━━━ Extracted text ━━━

County P&Z agenda set for December |
December 7, 2011 |
The Boundary County Planning and Zoning
Commisison will meet at 5:30 p.m. Thursday,
December 15, to approve past minutes and to take
under consideration the first platted
subdivision proposed in Boundary County since
2005, and the first under new zoning laws that
allow consideration of clustered development.
It's likely to be an interesting meeting, as the
application proposes the development of 30
residential lots with Kootenai River frontage,
ranging in size from 2 1/2 to a bit over three
acres in size, both north and south of the
Copeland Bridge.
Information on the application is available in
the county planning and zoning office, located
downstairs and immediately left of the
stairwell.
Partial information is also available on the
county website at
http://www.boundarycountyid.org/legals/11061fox/legal.htm.
"Everything in the application can't be put on
line," zoning administrator Mike Weland said. "I
always encourage both applicants and those
interested in public matters coming before P&Z
to stop in and take a look at the file; it is
public information and I do my best to make it
available to everyone who asks. In situations
like this, where there are legitimate concerns
on both sides of the issue, it's the only way to
understand and hone testimony to the issues
raised, either pro or con."

━━━

__List of tasks__:
1. Please rewrite the planning and zoning agenda article from the words "County P&Z agenda" through "of clustered development.", renaming "subdivision" to "development".
2. Return each line in the rows that contains the word "wooden", matching case exactly.

━━━ Material supplied ━━━

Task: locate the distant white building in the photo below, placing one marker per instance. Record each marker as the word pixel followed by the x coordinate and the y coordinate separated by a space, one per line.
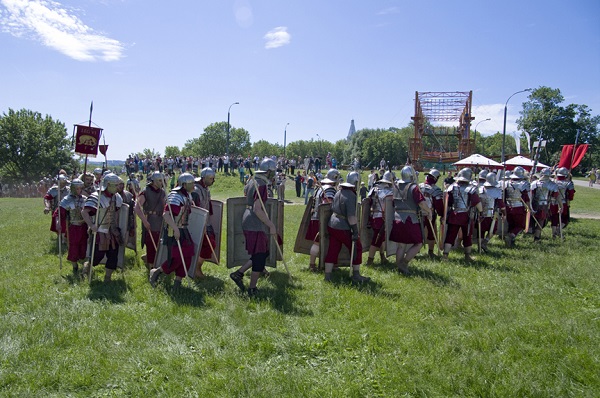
pixel 352 129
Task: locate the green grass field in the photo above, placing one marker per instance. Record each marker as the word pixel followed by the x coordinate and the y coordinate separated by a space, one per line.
pixel 518 322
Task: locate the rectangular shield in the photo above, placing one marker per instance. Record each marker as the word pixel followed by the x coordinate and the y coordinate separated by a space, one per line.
pixel 236 242
pixel 324 216
pixel 366 233
pixel 216 220
pixel 196 223
pixel 390 215
pixel 303 245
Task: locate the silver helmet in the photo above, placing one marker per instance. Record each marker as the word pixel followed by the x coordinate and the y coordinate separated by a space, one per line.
pixel 207 172
pixel 76 183
pixel 490 180
pixel 518 173
pixel 186 180
pixel 407 174
pixel 464 175
pixel 110 183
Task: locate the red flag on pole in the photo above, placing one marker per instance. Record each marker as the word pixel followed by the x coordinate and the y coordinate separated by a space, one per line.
pixel 567 155
pixel 86 140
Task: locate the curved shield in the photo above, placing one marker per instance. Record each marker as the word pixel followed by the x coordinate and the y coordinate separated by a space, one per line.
pixel 303 245
pixel 390 245
pixel 216 220
pixel 196 224
pixel 236 242
pixel 366 233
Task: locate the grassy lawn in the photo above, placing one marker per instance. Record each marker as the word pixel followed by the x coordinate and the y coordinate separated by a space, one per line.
pixel 518 322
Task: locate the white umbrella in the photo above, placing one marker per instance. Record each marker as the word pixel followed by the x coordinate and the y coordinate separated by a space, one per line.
pixel 478 160
pixel 524 162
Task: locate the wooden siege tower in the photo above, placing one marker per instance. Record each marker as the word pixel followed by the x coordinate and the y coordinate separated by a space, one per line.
pixel 441 142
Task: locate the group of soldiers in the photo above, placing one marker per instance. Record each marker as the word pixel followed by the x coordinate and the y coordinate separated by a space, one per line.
pixel 181 230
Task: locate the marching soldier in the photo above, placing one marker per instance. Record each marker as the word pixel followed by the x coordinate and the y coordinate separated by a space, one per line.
pixel 104 207
pixel 560 205
pixel 435 202
pixel 542 191
pixel 381 190
pixel 257 226
pixel 176 236
pixel 72 221
pixel 201 198
pixel 408 225
pixel 517 204
pixel 343 229
pixel 51 200
pixel 149 208
pixel 461 198
pixel 324 194
pixel 492 204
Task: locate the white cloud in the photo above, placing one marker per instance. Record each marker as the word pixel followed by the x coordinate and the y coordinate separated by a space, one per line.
pixel 277 37
pixel 54 26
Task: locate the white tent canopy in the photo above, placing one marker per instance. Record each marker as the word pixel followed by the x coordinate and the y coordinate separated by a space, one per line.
pixel 523 162
pixel 478 160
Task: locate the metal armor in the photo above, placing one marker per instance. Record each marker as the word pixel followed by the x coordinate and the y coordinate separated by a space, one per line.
pixel 488 196
pixel 460 195
pixel 73 204
pixel 404 204
pixel 513 192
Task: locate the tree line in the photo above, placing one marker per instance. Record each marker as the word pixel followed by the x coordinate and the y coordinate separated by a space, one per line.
pixel 32 146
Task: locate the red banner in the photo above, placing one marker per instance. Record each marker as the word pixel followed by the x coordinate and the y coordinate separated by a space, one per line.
pixel 86 140
pixel 567 155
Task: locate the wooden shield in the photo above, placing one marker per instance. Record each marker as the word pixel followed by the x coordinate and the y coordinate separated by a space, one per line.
pixel 390 215
pixel 236 242
pixel 196 223
pixel 324 216
pixel 366 233
pixel 302 244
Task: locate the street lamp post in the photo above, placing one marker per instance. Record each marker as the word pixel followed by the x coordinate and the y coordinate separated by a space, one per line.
pixel 284 138
pixel 475 140
pixel 228 116
pixel 504 128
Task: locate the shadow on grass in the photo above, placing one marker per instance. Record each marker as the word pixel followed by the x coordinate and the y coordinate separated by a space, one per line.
pixel 280 293
pixel 112 291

━━━

__Results by task__:
1.
County P&Z agenda set for December |
December 7, 2011 |
The Boundary County Planning and Zoning
Commisison will meet at 5:30 p.m. Thursday,
December 15, to approve past minutes and to take
under consideration the first platted
development proposed in Boundary County since
2005, and the first under new zoning laws that
allow consideration of clustered development.

2.
Task: locate the wooden siege tower in the photo above, placing one marker per instance. Record each marker as the word pixel followed by the x coordinate and the y coordinate separated by a space, one per line.
Task: locate the wooden shield in the photo above, placing one marker per instance. Record each marker as the word pixel followed by the x coordinate and the y coordinate separated by a space, one per line.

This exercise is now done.